═════ Extract ═════
This is a post in an ongoing series of posts about designing a language. It may stay theoretical, it may become a prototype in implementation or it might become a full language. You can get a list of all posts about Promise, via the Promise category link at the top.
A couple of weeks ago someone posted two links on twitter suggesting the trampolining superiority of Clojure to C#. (Can’t find that tweet anymore, and yes, that tweet was what finally motivated me to migrate my blog so i could post again.)
Well, the comparison wasn’t really apples to apples. The C# article “Jumping the trampoline in C# – Stack-friendly recursion” is trying to do a lot more than the Clojure article “Understanding the Clojure `trampoline’”. But maybe that’s the point as well: that with C# people end up building much more complex, verbose machinery when the simple style of Clojure is all that is needed. That determination wanders into the subjective, where language feuds are forged, and i’ll avoid that diversion this time around.
What struck me more was that you can do trampolining a lot more simply in C# if we mimic the Clojure example given. Let’s start by reproducing the stack overflow handicapped example first:
Func<int, int> funA, funB = null; funA = n => n == 0 ? 0 : funB(--n); funB = n => n == 0 ? 0 : funA(--n);
I’d dare say that the Lambda syntax is more compact than the Clojure example
Ok, ok, the body is artificially small, allowing me to replace it with a single expression, which isn’t a realistic scenario. Suffice it to say, you can get quite compact with expressions in C#.
Now, if we call funA(4), we’d get the same call sequence as in Clojure, i.e.
funA(4) -> funB(3) -> funA(2) -> funB(1) -> funA(0) -> 0
And if you, instead, call funA(100000), you’ll get a StackOverflowException.
So far so good, but here is where we diverge from Clojure. Clojure is dynamically typed, so it can return a number or an anonymous function that produces that number. We can’t do that (lest we return object, ick), but we can come pretty close.
═════ Supplied records ═════
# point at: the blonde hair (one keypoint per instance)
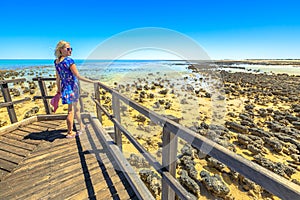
(61, 44)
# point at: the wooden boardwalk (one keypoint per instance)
(38, 162)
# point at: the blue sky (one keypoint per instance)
(225, 29)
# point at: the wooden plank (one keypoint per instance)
(169, 158)
(97, 97)
(44, 93)
(117, 116)
(12, 80)
(3, 173)
(7, 104)
(14, 158)
(13, 149)
(51, 117)
(43, 79)
(6, 165)
(17, 143)
(53, 173)
(138, 186)
(171, 181)
(9, 128)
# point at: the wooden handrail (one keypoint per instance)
(270, 181)
(44, 96)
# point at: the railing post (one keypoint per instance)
(80, 99)
(7, 98)
(44, 94)
(116, 113)
(97, 97)
(169, 158)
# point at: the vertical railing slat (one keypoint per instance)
(80, 99)
(44, 94)
(116, 113)
(97, 97)
(7, 98)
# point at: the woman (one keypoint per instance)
(67, 77)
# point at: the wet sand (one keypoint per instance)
(256, 115)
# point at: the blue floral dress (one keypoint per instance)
(69, 82)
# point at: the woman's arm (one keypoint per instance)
(76, 73)
(57, 82)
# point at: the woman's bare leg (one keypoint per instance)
(77, 115)
(70, 118)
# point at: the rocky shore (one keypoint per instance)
(254, 115)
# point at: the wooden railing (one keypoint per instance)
(270, 181)
(8, 103)
(44, 94)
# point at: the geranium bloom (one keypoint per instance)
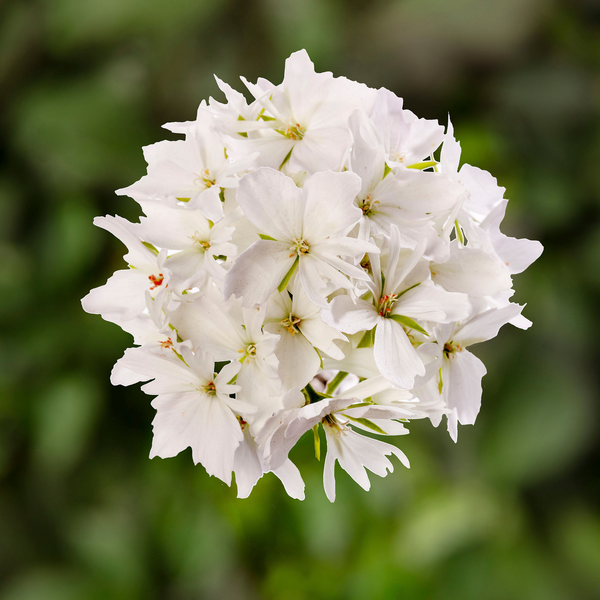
(316, 258)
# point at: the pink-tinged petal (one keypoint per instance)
(430, 303)
(128, 233)
(246, 465)
(395, 356)
(329, 471)
(121, 298)
(320, 149)
(351, 317)
(209, 203)
(298, 360)
(260, 391)
(291, 479)
(462, 373)
(486, 325)
(311, 280)
(472, 271)
(202, 422)
(330, 205)
(272, 203)
(258, 271)
(322, 336)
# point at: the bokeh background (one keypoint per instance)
(510, 512)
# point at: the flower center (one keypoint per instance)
(203, 244)
(291, 324)
(450, 348)
(333, 425)
(166, 344)
(300, 247)
(156, 280)
(249, 352)
(385, 304)
(210, 388)
(397, 156)
(367, 205)
(295, 132)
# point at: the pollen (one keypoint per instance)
(367, 204)
(156, 280)
(385, 304)
(295, 132)
(300, 247)
(166, 344)
(291, 324)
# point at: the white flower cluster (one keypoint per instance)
(305, 261)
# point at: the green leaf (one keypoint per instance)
(150, 247)
(368, 339)
(335, 382)
(366, 423)
(423, 165)
(459, 233)
(317, 439)
(287, 156)
(408, 322)
(286, 280)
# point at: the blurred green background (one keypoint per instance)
(510, 512)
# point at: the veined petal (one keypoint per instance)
(329, 205)
(351, 317)
(272, 203)
(258, 271)
(395, 356)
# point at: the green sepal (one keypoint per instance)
(333, 384)
(368, 339)
(242, 133)
(317, 440)
(287, 156)
(408, 290)
(459, 233)
(408, 322)
(366, 423)
(319, 355)
(179, 340)
(150, 247)
(286, 280)
(423, 165)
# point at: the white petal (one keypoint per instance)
(258, 271)
(395, 356)
(462, 373)
(272, 203)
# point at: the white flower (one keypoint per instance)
(193, 171)
(304, 121)
(354, 452)
(195, 408)
(397, 304)
(306, 228)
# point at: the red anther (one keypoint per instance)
(156, 280)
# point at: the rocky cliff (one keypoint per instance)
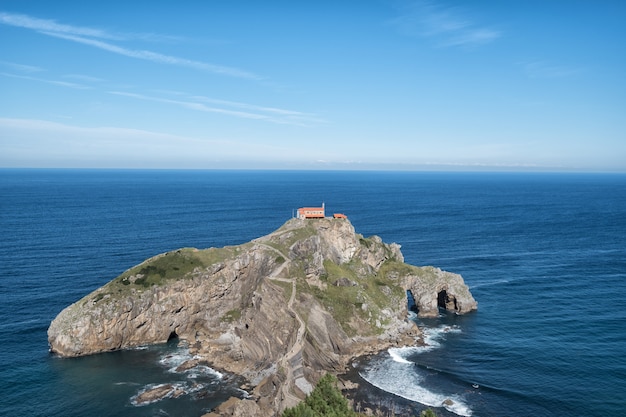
(279, 310)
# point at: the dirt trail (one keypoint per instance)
(287, 398)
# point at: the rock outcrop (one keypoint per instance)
(279, 310)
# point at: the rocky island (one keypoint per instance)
(281, 310)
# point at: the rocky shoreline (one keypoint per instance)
(280, 311)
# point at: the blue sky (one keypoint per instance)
(445, 85)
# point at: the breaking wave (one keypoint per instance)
(398, 374)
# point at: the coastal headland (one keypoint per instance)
(280, 311)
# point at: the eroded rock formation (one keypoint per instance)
(280, 310)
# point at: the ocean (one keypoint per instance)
(543, 254)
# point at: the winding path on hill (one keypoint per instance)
(287, 398)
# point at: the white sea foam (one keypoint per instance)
(399, 354)
(397, 374)
(400, 379)
(176, 387)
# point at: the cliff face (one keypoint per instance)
(279, 310)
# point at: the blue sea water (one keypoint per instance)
(543, 254)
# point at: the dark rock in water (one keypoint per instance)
(157, 393)
(280, 310)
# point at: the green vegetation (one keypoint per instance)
(372, 294)
(324, 401)
(172, 266)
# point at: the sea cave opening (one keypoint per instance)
(446, 301)
(411, 306)
(172, 336)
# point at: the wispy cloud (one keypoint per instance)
(67, 84)
(446, 26)
(230, 108)
(29, 69)
(101, 39)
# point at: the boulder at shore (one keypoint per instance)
(280, 310)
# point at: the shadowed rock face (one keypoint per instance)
(279, 310)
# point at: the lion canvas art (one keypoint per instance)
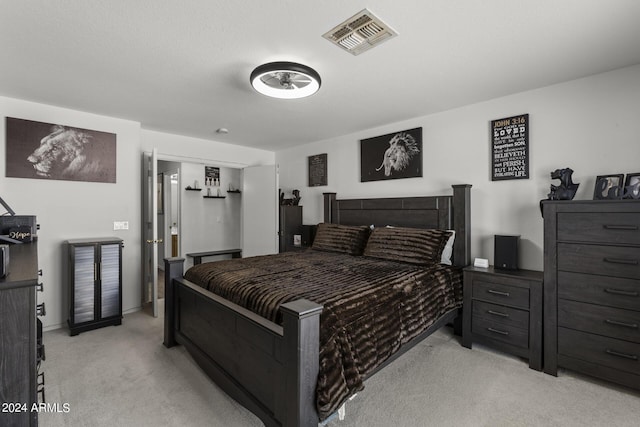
(392, 156)
(51, 151)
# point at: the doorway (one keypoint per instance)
(168, 216)
(250, 214)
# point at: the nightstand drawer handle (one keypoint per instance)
(497, 313)
(502, 294)
(620, 227)
(625, 355)
(621, 292)
(626, 325)
(621, 261)
(497, 331)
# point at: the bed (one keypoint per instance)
(293, 356)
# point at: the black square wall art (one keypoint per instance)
(51, 151)
(393, 156)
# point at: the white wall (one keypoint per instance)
(68, 209)
(590, 125)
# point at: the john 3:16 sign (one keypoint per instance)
(510, 148)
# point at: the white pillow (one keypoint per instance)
(448, 249)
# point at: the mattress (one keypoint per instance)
(371, 306)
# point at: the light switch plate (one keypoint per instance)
(120, 225)
(481, 262)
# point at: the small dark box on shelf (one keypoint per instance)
(4, 260)
(505, 255)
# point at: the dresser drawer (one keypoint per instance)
(615, 261)
(616, 354)
(600, 227)
(501, 332)
(490, 291)
(607, 321)
(501, 314)
(609, 291)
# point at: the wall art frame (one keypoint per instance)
(317, 170)
(40, 150)
(632, 186)
(392, 156)
(608, 187)
(510, 148)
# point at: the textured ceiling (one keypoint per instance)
(183, 66)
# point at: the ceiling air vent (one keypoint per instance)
(360, 33)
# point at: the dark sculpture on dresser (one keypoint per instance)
(567, 189)
(295, 201)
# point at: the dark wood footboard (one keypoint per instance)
(269, 369)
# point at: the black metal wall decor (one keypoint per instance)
(52, 151)
(608, 187)
(391, 156)
(567, 188)
(510, 148)
(318, 170)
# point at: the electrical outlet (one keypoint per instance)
(120, 225)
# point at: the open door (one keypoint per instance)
(259, 210)
(150, 231)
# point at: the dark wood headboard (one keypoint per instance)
(444, 212)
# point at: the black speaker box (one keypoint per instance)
(308, 234)
(505, 255)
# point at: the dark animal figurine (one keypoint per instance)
(567, 189)
(290, 202)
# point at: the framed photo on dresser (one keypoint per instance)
(608, 187)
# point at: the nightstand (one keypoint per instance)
(503, 309)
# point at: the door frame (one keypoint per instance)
(150, 219)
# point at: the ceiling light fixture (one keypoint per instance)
(286, 80)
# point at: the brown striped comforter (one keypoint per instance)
(371, 306)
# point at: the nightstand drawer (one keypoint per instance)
(616, 261)
(599, 227)
(609, 291)
(499, 293)
(617, 354)
(501, 332)
(501, 314)
(607, 321)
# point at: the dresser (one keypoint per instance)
(592, 288)
(94, 278)
(503, 309)
(21, 347)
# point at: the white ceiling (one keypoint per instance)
(183, 66)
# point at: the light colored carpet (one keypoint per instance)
(124, 376)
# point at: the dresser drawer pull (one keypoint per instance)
(626, 325)
(621, 261)
(497, 313)
(620, 227)
(497, 331)
(625, 355)
(502, 294)
(41, 310)
(621, 292)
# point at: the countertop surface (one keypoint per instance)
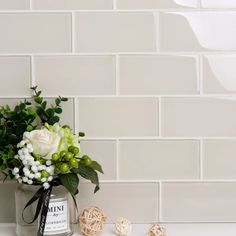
(219, 229)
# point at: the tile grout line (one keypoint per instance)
(223, 96)
(114, 5)
(200, 4)
(200, 73)
(165, 10)
(117, 74)
(73, 32)
(32, 71)
(75, 108)
(128, 53)
(156, 31)
(201, 159)
(76, 116)
(159, 219)
(30, 5)
(159, 117)
(117, 160)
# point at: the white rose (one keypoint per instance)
(44, 142)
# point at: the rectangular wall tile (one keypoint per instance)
(71, 4)
(66, 116)
(202, 202)
(7, 202)
(103, 152)
(118, 117)
(200, 31)
(155, 4)
(135, 201)
(114, 32)
(14, 4)
(218, 3)
(84, 75)
(162, 160)
(219, 74)
(198, 117)
(158, 75)
(27, 32)
(219, 159)
(15, 76)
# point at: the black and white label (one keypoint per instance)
(57, 218)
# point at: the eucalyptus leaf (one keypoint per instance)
(70, 181)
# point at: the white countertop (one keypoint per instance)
(218, 229)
═════
### What to work on
From the trampolining post, reproduce word for word the passage that starts with the words containing "So far so good, but" and ends with "come pretty close.".

### Result
So far so good, but here is where we diverge from Clojure. Clojure is dynamically typed, so it can return a number or an anonymous function that produces that number. We can’t do that (lest we return object, ick), but we can come pretty close.